ERC-5564 is designed to solve this address linkage problem. It brings native privacy addresses into $ETH, allowing you to receive funds without exposing your main wallet each time. The core issue is that an address permanently records all your activity. So why must you reuse the same address repeatedly?

In the real world, bank accounts work similarly: people need your account, which usually remains constant, gradually becoming a complete record of your income and expenses. The difference is that only you and the bank see it. On $ETH, wallet addresses are structurally identical—they are permanent accounts in the global network state. Others send transfers to an address; since the address doesn’t change, all transactions are recorded under the same public address. Researchers call this the “glass bank account” problem.

In early crypto, this might only reveal basic transfer history. But today, blockchain has evolved into lending markets, NFT platforms, governance systems, payments, and identity layers. The information an address can reveal is far richer than a few years ago. A common analogy in privacy research: imagine playing Battleship on the blockchain, where every move is public. Rules are faithfully enforced, and everything is recorded, but when both players see each other’s ship positions, strategy disappears.

ERC-5564 doesn’t aim to eliminate $ETH’s transparency nor introduce complex balance encryption or privacy pools. It focuses on a narrower, more practical issue: reducing automatic linkage at the receiving layer. Its core logic is simple: instead of directly giving out your wallet address, you provide a secret meta-address. This meta-address contains cryptographic information that can generate a unique, temporary receiving address for each transaction.

On-chain, it looks like funds are sent to a new, unused account. To the network, everything remains normal. The change is that each payment flows to a different address, preventing continuous accumulation in a single permanent account.

Does $ETH really need this feature? User behavior provides the answer. Take Tornado Cash, for example—a mixing protocol where users deposit funds and withdraw to new addresses to break linkages. Despite sanctions and strict scrutiny, it handled over $25 billion in flows by 2025. This shows users are willing to accept legal and reputational risks to isolate transactions from their main wallet.

Similarly, Railgun uses zero-knowledge proofs to enable private transactions, hiding balances and transfer details. By 2025, Railgun’s locked value remained around $70 million, with over $20 billion in total transactions. In private receiving, Umbra has implemented application-layer private payments on $ETH, generating over 77,000 active secret addresses by 2026.

While these figures may seem modest compared to the entire market, they demonstrate a strong user demand for “isolation.” All these tools involve compromises: mixing requires deposits and withdrawals through separate contracts, increasing friction and reducing composability, and often operate in regulatory gray areas; ZK privacy tools are additional layers users must choose to use; Umbra proves private receiving is useful but remains an independent application, not a standard wallet feature.

On $ETH, gaining privacy always involves an extra step. ERC-5564 takes a different approach: instead of creating a new privacy protocol, it standardizes secret receiving at the wallet level.

Privacy in crypto isn’t black-and-white; it’s a spectrum of trade-offs. One end is protocols like Monero, which embed privacy into the protocol itself, hiding transaction amounts and obfuscating sender and receiver addresses by default. Zcash introduces shielded transactions using zero-knowledge proofs, allowing users to choose between transparent and private transactions—still a separate mode.

——

» **Problems**
#1 In the ERC-5564 excerpt, why do all of a user's transactions on $ETH end up recorded under one public address?
#2 Please copy the ERC-5564 excerpt word for word from "Does $ETH really" to "addresses by 2026.".

——

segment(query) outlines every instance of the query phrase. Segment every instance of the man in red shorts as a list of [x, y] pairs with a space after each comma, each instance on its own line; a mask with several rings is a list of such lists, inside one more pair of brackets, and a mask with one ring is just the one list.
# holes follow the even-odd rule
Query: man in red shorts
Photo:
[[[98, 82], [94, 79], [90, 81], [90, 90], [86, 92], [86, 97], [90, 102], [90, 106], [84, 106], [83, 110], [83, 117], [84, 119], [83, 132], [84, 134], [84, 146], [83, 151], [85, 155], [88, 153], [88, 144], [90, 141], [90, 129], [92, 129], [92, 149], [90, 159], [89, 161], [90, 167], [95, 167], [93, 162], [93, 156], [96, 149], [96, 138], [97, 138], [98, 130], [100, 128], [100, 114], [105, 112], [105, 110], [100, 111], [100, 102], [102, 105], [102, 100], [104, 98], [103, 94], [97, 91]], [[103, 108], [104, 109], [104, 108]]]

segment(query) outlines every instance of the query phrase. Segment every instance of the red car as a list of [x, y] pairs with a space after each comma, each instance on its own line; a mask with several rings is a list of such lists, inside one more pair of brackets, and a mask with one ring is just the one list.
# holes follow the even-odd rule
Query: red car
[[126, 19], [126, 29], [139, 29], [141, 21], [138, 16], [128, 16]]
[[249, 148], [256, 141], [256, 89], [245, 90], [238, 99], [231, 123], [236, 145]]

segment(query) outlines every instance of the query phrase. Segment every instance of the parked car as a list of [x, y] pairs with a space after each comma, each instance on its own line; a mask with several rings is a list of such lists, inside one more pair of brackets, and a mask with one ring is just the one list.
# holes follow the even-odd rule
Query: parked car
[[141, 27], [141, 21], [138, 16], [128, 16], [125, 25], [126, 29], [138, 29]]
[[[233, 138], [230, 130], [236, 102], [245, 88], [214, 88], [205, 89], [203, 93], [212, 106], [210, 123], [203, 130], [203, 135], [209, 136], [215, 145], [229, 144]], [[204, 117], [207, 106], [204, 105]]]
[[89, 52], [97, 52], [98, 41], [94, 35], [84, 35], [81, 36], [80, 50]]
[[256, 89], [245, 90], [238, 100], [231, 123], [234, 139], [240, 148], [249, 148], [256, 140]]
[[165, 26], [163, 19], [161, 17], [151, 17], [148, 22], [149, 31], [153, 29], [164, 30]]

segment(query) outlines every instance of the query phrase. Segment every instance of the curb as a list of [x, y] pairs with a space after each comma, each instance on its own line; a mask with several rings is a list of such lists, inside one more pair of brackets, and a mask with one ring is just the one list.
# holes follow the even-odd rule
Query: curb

——

» **Results**
#1 On $ETH, wallet addresses are permanent accounts in the global network state. Others send transfers to an address, and because the address doesn't change, every transaction is recorded under that same public address. Researchers call this the "glass bank account" problem.

#2
Does $ETH really need this feature? User behavior provides the answer. Take Tornado Cash, for example—a mixing protocol where users deposit funds and withdraw to new addresses to break linkages. Despite sanctions and strict scrutiny, it handled over $25 billion in flows by 2025. This shows users are willing to accept legal and reputational risks to isolate transactions from their main wallet.

Similarly, Railgun uses zero-knowledge proofs to enable private transactions, hiding balances and transfer details. By 2025, Railgun’s locked value remained around $70 million, with over $20 billion in total transactions. In private receiving, Umbra has implemented application-layer private payments on $ETH, generating over 77,000 active secret addresses by 2026.